** start of Source excerpt **
SANTA CLARA, Calif., May 07, 2026 (GLOBE NEWSWIRE) -- PDF Solutions, Inc. (Nasdaq: PDFS), a leading provider of comprehensive data solutions for the semiconductor and electronics ecosystem, today announced financial results for its first quarter ended March 31, 2026.

Financial Highlights of First Quarter 2026

Quarterly total revenues of $60.1 million, up 26% over last years comparable quarter
GAAP gross margin of 72% and non-GAAP gross margin of 76%
GAAP operating margin of 10% and non-GAAP operating margin of 25%
GAAP diluted earnings per share (EPS) of $0.12 and non-GAAP diluted EPS of $0.31
Ending backlog of $246.4 million

Total revenues for the first quarter of 2026 were $60.1 million, compared to $62.4 million for the fourth quarter of 2025 and $47.8 million for the first quarter of 2025.

GAAP gross margin for the first quarter of 2026 was 72%, compared to 73% for the fourth quarter of 2025 and 73% for the first quarter of 2025.

Non-GAAP gross margin for the first quarter of 2026 was 76%, compared to 77% for the fourth quarter of 2025 and 77% for the first quarter of 2025.

GAAP operating margin for the first quarter of 2026 was 10%, compared to 6% for the fourth quarter of 2025 and (7%) for the first quarter of 2025.

Non-GAAP operating margin for the first quarter of 2026 was 25%, compared to 24% for the fourth quarter of 2025 and 18% for the first quarter of 2025.

GAAP net income for the first quarter of 2026 was $4.8 million, or $0.12 per diluted share, compared to net loss of $48 thousand, or $(0.00) per diluted share, for the fourth quarter of 2025, and net loss of $3.0 million, or $(0.08) per diluted share, for the first quarter of 2025.

Non-GAAP net income for the first quarter of 2026 was $12.6 million, or $0.31 per diluted share, compared to non-GAAP net income of $12.0 million, or $0.30 per diluted share, for the fourth quarter of 2025, and non-GAAP net income of $8.1 million, or $0.21 per diluted share, for the first quarter of 2025.

Financial Outlook

“We are proud to report another strong quarter,” said John Kibarian, PDF Solutions’ President and CEO. He continued, “In December 2025, at the latest PDF Solutions Analyst Day, we stated that PDF Solutions is instrumental in addressing research and development and manufacturing challenges of today’s semiconductor industry. This quarter’s results demonstrate the value of this strategy with a large fabless customer renewing its commitment to Exensio, a large semiconductor IDM developing its next generation test solution with us, and another eProbe tool shipped to an existing customer that is a leading-edge semiconductor company. We believe this continued market adoption reflects the market’s perception of the value our existing and new applications. With a strong product portfolio and momentum, we reaffirm our 20% annual revenue growth prior guidance for this year. We continue to make progress towards our long-term model target margins of 77% for gross margin and 27% for operating margin.”

Conference Call

As previously announced, PDF Solutions will discuss these results on a live conference call beginning at 2:00 p.m. Pacific Time / 5:00 p.m. Eastern Time today. To participate on the live call, analysts and investors should pre-register at: https://register-conf.media-server.com/register/BI1d55d4e14ae24f1194fc1069723cc6a1. We encourage participants to dial into the call ten minutes ahead of the scheduled time. The teleconference will also be webcast simultaneously on the Company’s website at https://ir.pdf.com/webcasts. A replay of the conference call webcast will be available after the call on the Company’s investor relations website. A copy of this press release, including the disclosure and reconciliation of certain non-GAAP financial measures to the comparable GAAP measures, which non-GAAP measures may be used periodically by PDF Solutions’ management when discussing financial results with investors and analysts, will also be available on PDF Solutions’ website at http://www.pdf.com/press-releases on and following the date of this release.
** end of Source excerpt **
** start of Provided records **
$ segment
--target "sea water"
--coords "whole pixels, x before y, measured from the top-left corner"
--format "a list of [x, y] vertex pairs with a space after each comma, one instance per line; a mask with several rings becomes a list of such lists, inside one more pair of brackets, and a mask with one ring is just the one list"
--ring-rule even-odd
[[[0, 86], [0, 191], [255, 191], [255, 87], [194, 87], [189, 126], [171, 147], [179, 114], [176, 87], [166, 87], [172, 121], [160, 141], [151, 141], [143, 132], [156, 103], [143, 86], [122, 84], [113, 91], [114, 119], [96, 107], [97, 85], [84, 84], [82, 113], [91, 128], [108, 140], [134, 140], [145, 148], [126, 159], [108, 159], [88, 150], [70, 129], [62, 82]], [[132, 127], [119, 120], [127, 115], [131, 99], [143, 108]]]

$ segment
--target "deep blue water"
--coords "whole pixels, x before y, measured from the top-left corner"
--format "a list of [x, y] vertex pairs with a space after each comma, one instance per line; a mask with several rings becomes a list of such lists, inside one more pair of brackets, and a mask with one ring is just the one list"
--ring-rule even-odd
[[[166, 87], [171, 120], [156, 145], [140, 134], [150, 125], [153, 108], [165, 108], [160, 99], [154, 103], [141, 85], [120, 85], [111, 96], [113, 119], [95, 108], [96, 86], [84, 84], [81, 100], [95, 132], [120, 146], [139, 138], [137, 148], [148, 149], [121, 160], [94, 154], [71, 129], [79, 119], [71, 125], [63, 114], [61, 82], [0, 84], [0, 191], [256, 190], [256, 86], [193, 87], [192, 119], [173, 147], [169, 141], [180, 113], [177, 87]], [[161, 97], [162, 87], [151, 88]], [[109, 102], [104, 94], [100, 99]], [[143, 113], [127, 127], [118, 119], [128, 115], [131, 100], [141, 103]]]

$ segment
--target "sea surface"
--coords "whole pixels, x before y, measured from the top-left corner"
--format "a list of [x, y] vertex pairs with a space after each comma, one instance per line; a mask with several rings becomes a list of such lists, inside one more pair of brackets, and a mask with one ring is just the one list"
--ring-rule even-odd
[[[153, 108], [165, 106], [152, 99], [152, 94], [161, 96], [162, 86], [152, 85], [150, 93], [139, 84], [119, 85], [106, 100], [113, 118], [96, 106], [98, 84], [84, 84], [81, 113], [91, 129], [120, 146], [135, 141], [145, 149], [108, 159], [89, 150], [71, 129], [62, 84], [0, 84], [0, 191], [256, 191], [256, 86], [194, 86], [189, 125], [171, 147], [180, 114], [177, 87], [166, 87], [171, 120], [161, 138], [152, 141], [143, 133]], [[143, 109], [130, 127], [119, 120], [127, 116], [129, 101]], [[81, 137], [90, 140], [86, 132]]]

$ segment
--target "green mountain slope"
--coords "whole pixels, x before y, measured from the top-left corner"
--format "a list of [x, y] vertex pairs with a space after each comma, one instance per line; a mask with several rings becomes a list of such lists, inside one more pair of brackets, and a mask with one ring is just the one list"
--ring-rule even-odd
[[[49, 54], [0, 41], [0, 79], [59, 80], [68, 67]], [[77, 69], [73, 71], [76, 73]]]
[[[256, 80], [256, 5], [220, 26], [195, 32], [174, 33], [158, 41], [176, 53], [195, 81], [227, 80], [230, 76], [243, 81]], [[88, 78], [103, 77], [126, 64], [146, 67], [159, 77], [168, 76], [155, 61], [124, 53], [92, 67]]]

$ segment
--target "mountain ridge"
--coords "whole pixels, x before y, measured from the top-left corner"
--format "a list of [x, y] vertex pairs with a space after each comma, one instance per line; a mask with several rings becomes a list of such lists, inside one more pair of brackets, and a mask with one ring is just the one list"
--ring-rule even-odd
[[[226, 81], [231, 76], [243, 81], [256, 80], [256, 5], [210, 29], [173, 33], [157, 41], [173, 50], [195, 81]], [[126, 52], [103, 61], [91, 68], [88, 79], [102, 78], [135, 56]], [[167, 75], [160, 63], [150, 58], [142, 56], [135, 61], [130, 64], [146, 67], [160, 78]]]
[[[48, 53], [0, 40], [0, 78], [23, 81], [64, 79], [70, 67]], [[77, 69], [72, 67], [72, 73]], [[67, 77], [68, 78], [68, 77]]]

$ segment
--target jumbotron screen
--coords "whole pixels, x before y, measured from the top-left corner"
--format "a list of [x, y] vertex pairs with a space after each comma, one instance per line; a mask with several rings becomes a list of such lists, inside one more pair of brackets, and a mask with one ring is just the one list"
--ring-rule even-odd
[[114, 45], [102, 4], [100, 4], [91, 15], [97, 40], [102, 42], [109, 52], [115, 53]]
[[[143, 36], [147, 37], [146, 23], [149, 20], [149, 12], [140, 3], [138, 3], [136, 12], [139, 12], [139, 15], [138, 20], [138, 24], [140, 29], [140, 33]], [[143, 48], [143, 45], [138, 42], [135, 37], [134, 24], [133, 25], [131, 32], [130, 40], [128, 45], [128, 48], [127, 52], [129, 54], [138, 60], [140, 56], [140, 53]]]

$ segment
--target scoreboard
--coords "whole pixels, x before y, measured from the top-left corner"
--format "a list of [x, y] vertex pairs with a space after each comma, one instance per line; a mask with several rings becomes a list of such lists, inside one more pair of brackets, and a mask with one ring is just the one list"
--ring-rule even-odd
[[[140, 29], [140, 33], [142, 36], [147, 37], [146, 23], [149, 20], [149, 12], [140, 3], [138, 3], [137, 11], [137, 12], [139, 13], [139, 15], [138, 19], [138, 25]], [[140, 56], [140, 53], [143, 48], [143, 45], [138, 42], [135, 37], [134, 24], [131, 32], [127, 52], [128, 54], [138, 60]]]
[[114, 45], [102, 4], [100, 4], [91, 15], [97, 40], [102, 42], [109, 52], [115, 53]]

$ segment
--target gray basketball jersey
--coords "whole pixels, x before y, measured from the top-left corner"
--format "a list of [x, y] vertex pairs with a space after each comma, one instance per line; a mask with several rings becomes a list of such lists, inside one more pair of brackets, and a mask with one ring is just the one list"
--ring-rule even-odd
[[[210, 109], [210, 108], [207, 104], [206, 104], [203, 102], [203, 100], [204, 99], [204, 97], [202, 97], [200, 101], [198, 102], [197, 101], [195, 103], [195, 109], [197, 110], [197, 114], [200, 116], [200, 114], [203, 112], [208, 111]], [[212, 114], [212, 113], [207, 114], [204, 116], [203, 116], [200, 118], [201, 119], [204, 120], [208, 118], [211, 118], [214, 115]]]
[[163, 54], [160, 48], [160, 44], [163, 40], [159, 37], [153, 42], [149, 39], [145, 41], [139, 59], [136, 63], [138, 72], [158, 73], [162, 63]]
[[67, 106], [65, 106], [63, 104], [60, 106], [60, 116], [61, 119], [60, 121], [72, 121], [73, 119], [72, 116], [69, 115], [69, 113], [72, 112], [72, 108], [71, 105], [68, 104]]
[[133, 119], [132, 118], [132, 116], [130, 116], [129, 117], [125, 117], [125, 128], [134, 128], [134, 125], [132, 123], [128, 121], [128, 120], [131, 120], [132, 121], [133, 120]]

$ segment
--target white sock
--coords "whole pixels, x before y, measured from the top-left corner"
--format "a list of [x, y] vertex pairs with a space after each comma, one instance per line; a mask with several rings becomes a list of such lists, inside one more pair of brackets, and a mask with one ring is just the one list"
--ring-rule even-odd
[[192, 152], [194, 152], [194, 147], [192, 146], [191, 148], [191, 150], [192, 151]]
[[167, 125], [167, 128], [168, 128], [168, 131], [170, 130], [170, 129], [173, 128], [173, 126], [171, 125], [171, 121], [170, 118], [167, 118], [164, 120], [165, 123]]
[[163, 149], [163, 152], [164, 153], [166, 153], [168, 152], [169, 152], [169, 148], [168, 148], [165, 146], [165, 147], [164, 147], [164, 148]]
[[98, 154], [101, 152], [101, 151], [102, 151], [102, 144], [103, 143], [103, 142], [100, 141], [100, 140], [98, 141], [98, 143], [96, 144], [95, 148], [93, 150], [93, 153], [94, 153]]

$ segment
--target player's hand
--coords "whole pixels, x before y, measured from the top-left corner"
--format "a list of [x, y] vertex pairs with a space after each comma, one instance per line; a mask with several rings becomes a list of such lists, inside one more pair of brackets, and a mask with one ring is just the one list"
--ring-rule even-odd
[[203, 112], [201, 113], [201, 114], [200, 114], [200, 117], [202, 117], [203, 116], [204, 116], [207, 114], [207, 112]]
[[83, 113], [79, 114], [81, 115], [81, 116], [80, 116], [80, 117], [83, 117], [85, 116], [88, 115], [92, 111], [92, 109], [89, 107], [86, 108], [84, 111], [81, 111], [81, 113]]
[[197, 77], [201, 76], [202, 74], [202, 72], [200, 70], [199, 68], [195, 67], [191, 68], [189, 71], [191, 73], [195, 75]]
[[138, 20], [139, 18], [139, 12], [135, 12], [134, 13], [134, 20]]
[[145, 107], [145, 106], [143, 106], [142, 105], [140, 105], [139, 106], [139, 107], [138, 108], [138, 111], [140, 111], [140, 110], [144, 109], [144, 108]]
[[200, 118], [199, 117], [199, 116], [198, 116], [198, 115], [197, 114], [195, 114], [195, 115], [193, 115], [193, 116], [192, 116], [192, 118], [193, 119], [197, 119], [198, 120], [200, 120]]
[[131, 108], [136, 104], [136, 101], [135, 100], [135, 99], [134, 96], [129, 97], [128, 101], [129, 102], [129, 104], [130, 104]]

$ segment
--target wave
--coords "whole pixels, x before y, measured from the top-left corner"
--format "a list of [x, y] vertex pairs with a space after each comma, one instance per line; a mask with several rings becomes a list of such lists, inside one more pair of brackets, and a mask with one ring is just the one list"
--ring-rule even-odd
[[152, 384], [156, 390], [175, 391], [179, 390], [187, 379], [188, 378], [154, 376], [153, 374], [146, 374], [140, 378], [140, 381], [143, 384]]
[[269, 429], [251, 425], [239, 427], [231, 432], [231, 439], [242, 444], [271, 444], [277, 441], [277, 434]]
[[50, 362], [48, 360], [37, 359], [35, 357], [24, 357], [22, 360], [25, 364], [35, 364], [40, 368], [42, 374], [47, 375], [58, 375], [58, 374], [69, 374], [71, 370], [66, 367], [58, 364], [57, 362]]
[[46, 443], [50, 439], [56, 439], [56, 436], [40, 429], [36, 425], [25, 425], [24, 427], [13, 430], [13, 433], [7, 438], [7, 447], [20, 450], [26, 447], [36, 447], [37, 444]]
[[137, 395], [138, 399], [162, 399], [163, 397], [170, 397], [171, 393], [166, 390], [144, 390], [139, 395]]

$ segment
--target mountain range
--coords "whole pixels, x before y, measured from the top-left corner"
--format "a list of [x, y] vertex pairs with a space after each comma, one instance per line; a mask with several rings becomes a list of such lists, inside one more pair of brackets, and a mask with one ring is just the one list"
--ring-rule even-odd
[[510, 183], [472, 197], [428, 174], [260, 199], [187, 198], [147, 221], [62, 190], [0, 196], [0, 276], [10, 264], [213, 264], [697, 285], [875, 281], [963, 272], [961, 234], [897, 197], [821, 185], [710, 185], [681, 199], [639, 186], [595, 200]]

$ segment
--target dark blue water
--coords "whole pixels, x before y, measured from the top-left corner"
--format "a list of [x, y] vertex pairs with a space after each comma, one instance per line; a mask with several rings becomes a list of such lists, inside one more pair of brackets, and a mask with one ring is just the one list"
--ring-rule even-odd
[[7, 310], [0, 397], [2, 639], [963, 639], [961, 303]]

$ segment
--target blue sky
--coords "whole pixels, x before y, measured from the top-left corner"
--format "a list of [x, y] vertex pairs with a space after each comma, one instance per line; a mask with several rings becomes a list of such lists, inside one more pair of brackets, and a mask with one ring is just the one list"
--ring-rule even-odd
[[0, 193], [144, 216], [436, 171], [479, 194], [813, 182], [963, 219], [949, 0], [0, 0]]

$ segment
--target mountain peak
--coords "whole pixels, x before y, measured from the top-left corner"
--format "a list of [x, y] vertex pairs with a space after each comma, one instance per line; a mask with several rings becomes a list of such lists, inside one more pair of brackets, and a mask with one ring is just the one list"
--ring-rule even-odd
** end of Provided records **
_What is asked:_
Reproduce verbatim the passage of the PDF Solutions earnings release that starts at the words "Financial Highlights of" and stops after the words "77% for the first quarter of 2025.".

_Answer to the exercise:_
Financial Highlights of First Quarter 2026

Quarterly total revenues of $60.1 million, up 26% over last years comparable quarter
GAAP gross margin of 72% and non-GAAP gross margin of 76%
GAAP operating margin of 10% and non-GAAP operating margin of 25%
GAAP diluted earnings per share (EPS) of $0.12 and non-GAAP diluted EPS of $0.31
Ending backlog of $246.4 million

Total revenues for the first quarter of 2026 were $60.1 million, compared to $62.4 million for the fourth quarter of 2025 and $47.8 million for the first quarter of 2025.

GAAP gross margin for the first quarter of 2026 was 72%, compared to 73% for the fourth quarter of 2025 and 73% for the first quarter of 2025.

Non-GAAP gross margin for the first quarter of 2026 was 76%, compared to 77% for the fourth quarter of 2025 and 77% for the first quarter of 2025.